_WRITTEN REQUEST_:
Which lines of the data below contain the word "player"? Identify each by copying it in full.

_EXTRACTED MATERIAL_:
========================
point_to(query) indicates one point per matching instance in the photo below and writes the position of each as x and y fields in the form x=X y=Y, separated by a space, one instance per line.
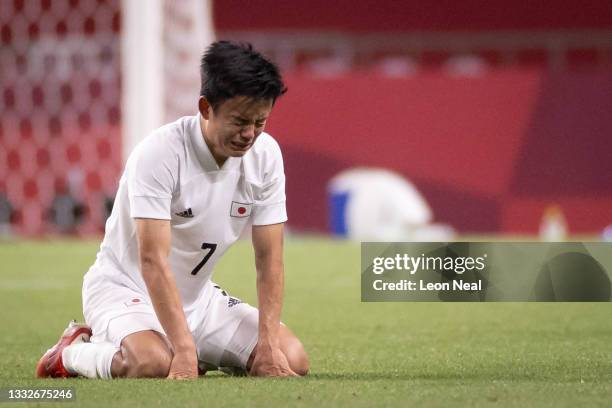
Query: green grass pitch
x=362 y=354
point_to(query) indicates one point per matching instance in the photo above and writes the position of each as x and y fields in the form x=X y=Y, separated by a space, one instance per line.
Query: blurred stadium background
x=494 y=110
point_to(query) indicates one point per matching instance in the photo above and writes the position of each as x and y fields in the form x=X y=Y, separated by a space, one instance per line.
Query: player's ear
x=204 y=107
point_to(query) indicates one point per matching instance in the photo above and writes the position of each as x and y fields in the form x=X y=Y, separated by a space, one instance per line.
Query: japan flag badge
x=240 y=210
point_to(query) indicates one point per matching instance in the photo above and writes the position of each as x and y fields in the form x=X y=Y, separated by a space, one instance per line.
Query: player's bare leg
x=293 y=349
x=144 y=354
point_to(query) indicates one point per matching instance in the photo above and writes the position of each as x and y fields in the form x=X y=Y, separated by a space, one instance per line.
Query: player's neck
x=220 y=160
========================
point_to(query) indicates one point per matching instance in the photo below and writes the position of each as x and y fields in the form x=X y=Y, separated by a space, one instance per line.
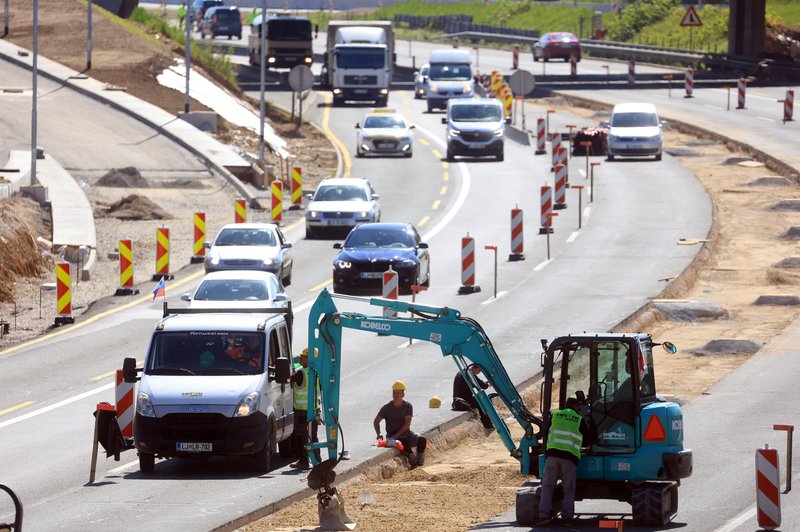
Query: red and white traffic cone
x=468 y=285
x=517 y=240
========================
_FULL SOLUTION_:
Query: player's ear
Query: player's bare leg
Query: player's neck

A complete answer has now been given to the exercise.